● Task data:
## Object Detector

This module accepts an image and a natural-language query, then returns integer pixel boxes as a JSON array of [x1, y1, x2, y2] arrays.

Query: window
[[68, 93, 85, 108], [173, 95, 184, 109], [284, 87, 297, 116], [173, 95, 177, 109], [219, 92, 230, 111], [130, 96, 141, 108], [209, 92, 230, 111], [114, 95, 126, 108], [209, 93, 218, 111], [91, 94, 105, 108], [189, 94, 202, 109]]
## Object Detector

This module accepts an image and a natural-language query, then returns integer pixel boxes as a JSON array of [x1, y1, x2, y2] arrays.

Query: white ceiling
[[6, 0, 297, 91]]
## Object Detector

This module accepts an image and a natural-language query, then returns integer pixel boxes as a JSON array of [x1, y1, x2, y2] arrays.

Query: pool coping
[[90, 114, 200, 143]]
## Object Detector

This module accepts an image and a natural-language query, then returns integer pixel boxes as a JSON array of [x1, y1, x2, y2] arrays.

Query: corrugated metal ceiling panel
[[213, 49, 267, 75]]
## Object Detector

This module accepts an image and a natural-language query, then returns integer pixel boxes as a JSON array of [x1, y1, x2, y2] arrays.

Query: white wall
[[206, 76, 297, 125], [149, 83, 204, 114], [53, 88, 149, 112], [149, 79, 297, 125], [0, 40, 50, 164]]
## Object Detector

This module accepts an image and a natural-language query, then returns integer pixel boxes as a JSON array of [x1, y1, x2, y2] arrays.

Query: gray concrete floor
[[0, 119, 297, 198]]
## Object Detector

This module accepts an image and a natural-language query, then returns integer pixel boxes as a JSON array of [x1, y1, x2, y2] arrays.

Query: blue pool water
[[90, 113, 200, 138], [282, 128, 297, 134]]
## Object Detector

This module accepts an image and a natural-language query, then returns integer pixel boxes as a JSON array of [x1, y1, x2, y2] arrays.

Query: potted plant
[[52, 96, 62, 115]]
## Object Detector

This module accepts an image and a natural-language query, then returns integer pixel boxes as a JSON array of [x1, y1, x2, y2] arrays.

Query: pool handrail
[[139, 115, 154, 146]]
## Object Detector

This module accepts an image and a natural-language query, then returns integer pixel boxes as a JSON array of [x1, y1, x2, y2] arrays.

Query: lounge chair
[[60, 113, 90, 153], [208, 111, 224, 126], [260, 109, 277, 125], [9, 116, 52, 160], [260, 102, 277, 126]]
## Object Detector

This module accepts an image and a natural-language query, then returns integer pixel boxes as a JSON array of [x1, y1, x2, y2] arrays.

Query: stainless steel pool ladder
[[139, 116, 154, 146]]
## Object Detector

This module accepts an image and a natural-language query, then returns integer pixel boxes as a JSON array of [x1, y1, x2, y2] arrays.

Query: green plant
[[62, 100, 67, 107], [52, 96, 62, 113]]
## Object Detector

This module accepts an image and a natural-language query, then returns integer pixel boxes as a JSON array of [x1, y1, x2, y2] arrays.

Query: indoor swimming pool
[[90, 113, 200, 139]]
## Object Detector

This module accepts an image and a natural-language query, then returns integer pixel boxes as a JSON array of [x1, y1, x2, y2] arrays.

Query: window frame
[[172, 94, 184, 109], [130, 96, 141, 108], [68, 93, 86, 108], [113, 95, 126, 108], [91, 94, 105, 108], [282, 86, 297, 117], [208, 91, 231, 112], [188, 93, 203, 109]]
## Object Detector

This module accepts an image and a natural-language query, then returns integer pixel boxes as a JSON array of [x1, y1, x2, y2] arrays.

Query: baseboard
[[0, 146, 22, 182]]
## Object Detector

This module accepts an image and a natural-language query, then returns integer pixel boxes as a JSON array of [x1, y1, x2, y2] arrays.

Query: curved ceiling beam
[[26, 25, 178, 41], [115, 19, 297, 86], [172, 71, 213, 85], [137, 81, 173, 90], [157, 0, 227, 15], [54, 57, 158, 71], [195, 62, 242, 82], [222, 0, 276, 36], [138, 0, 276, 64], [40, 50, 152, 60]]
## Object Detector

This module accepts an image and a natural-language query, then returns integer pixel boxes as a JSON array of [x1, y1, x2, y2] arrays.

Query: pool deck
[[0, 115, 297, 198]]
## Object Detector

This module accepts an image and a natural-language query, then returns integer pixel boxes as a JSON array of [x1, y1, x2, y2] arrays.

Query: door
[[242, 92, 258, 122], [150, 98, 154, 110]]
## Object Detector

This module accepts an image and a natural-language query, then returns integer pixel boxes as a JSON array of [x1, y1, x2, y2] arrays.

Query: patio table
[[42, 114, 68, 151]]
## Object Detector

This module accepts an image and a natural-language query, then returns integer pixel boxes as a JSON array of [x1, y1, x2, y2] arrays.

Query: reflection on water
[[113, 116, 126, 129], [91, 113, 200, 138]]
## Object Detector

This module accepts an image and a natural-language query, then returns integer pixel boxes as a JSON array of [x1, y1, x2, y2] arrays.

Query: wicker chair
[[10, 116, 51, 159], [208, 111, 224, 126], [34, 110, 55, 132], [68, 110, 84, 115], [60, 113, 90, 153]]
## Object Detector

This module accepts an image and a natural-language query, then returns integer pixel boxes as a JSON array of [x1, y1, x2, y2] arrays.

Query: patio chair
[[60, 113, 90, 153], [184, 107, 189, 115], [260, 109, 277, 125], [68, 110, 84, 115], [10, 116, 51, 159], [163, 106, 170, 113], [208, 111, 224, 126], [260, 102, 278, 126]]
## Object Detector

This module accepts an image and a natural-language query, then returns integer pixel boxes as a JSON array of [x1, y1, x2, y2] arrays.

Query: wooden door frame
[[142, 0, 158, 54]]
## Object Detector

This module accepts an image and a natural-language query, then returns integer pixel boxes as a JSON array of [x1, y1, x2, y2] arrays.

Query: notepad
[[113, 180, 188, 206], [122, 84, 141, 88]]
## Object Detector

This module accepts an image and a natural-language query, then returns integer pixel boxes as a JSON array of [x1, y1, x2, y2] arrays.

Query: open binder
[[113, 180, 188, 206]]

● Exercise brief: Please reproduce every line of the material word for word.

● Output below:
## Object Detector

This module accepts an image and a natural-language query, then returns integer pixel boxes as a JSON array of [x1, y1, x2, y2] arrays.

Query: window
[[68, 93, 85, 108], [173, 95, 184, 109], [284, 87, 297, 116], [173, 95, 177, 109], [219, 92, 230, 111], [130, 96, 141, 108], [209, 92, 230, 111], [114, 95, 126, 108], [209, 93, 218, 111], [91, 94, 105, 108], [189, 94, 202, 109]]
## Object Detector

This module accepts an image and a natural-language query, then returns integer pixel boxes as a JSON array of [x1, y1, x2, y2] arrays.

Query: white ceiling
[[6, 0, 297, 91]]
## Object Detector

This module accepts an image and a natural-language query, then returns integer pixel boxes as a JSON array of [x1, y1, x2, y2] arrays.

Query: pool coping
[[90, 114, 200, 143]]
## Object Detector

This module accepts an image and a natural-language query, then returns integer pixel boxes as a JSON array of [x1, y1, x2, y2] arrays.

Query: corrugated metal ceiling panel
[[213, 49, 267, 75]]
## Object Detector

This module accepts an image and a natural-language query, then returns integer pixel boxes as a JSON array of [x1, y1, x2, y2] arrays.

Query: white wall
[[206, 76, 297, 125], [149, 83, 204, 114], [53, 88, 149, 112], [149, 79, 297, 125], [0, 40, 50, 164]]
## Object Detector

This module accepts an image and a natural-language query, then returns integer pixel boxes as a JSON array of [x1, y1, x2, y2] arrays.

Query: gray concrete floor
[[0, 119, 297, 198]]
## Object Detector

This module accepts an image and a natural-language query, then returns integer pixel boxes as a JSON array of [x1, y1, x2, y2] arrays.

Query: blue pool water
[[90, 113, 200, 138], [282, 128, 297, 134]]
## Object Detector

This module accepts an image and a natural-language query, then returns integer pixel boxes as a JSON array of [x1, y1, x2, y2] arrays.

Query: potted plant
[[52, 96, 62, 115]]
## Object Detector

This module accepts an image and a natural-language query, then returns integer pixel boxes as a JSON array of [x1, y1, x2, y2] arrays.

Query: pool handrail
[[139, 115, 154, 146]]
## Object Detector

This module accepts an image and a natural-language query, then returns integer pixel boxes as a JSON array of [x1, y1, x2, y2] arrays.

Query: lounge chair
[[60, 113, 90, 153], [208, 111, 224, 126], [260, 109, 277, 125], [9, 116, 52, 160], [260, 102, 277, 126]]
## Object Detector

This module accepts an image and a natural-language query, then returns integer pixel boxes as a JSON array of [x1, y1, x2, y2] arrays.

Query: stainless steel pool ladder
[[139, 116, 154, 146]]
## Object Detector

This module accepts an image and a natural-language query, then returns integer pixel boxes as a JSON array of [x1, y1, x2, y2] arrays.

Query: green plant
[[62, 100, 67, 107], [52, 96, 62, 113]]
## Object Detector

This module accepts an image and a natural-language query, then returns integer pixel boxes as a JSON array of [x1, y1, x2, y2] arrays.

Query: indoor swimming pool
[[90, 113, 200, 139]]
## Object Detector

This module accepts an image and a natural-language query, then returns integer pixel boxes as a JSON array of [x1, y1, x2, y2] arrays.

Query: window frame
[[172, 94, 184, 109], [130, 96, 141, 108], [68, 93, 86, 108], [113, 95, 126, 108], [91, 94, 105, 108], [282, 86, 297, 117], [208, 91, 231, 112], [188, 93, 203, 109]]
## Object Detector

This module accepts an image and a natural-language query, then returns integer pixel boxes as a JSON array of [x1, y1, x2, y2] arrays.

Query: baseboard
[[0, 146, 22, 182]]
## Object Detector

This module accepts an image and a natural-language query, then returns integer pixel boxes as a JSON array of [x1, y1, x2, y2] arrays.

Query: curved ceiling beam
[[26, 25, 178, 41], [115, 19, 297, 86], [172, 71, 213, 85], [137, 81, 173, 90], [157, 0, 227, 15], [54, 57, 158, 71], [195, 62, 242, 82], [222, 0, 276, 36], [138, 0, 276, 64], [40, 50, 152, 60]]
## Object Detector

This module accepts an image and a natural-language query, then returns integer pixel boxes as a JSON array of [x1, y1, x2, y2] arrays.

Query: pool deck
[[0, 115, 297, 198]]
## Object Detector

This module accepts an image and a natural-language query, then returns integer pixel boxes as a JSON array of [x1, y1, x2, y2] arrays.

Query: door
[[242, 92, 258, 122], [150, 98, 154, 110]]
## Object Detector

This module accepts an image and a natural-language query, then returns integer pixel boxes as a JSON array of [x1, y1, x2, y2] arrays.

Query: patio table
[[42, 114, 68, 151]]
## Object Detector

This module accepts an image and a natural-language query, then returns integer pixel boxes as a JSON array of [x1, y1, x2, y2] arrays.

Query: reflection on water
[[113, 116, 126, 129], [91, 113, 200, 138]]
## Object Detector

This module accepts an image and a natural-language query, then returns integer pixel boxes as a JSON array of [x1, y1, x2, y2] arrays.

Query: wicker chair
[[10, 116, 51, 159], [208, 111, 224, 126], [34, 110, 55, 132], [68, 110, 84, 115], [60, 113, 90, 153]]
## Object Detector

This module accepts an image and a natural-language query, then returns integer pixel boxes as a JSON array of [x1, y1, x2, y2] arrays.

Query: patio chair
[[60, 113, 90, 153], [184, 107, 189, 115], [260, 109, 277, 125], [68, 110, 84, 115], [10, 116, 51, 159], [163, 106, 170, 113], [208, 111, 224, 126], [260, 102, 278, 126]]
## Object Detector

This module accepts an image and a natural-language query, then returns integer pixel boxes as a JSON array of [x1, y1, x2, y2] arrays.

Query: wooden door frame
[[142, 0, 158, 54]]
## Object Detector

This module accepts an image and a natural-language query, then returns integer pixel boxes as a JSON array of [x1, y1, x2, y2] arrays.

Query: notepad
[[113, 180, 188, 206], [122, 84, 141, 88]]
## Object Detector

This module accepts an image and a natural-language query, then returns integer pixel boxes as a JSON array of [x1, y1, x2, y2] arrays.

Query: open binder
[[113, 180, 188, 206]]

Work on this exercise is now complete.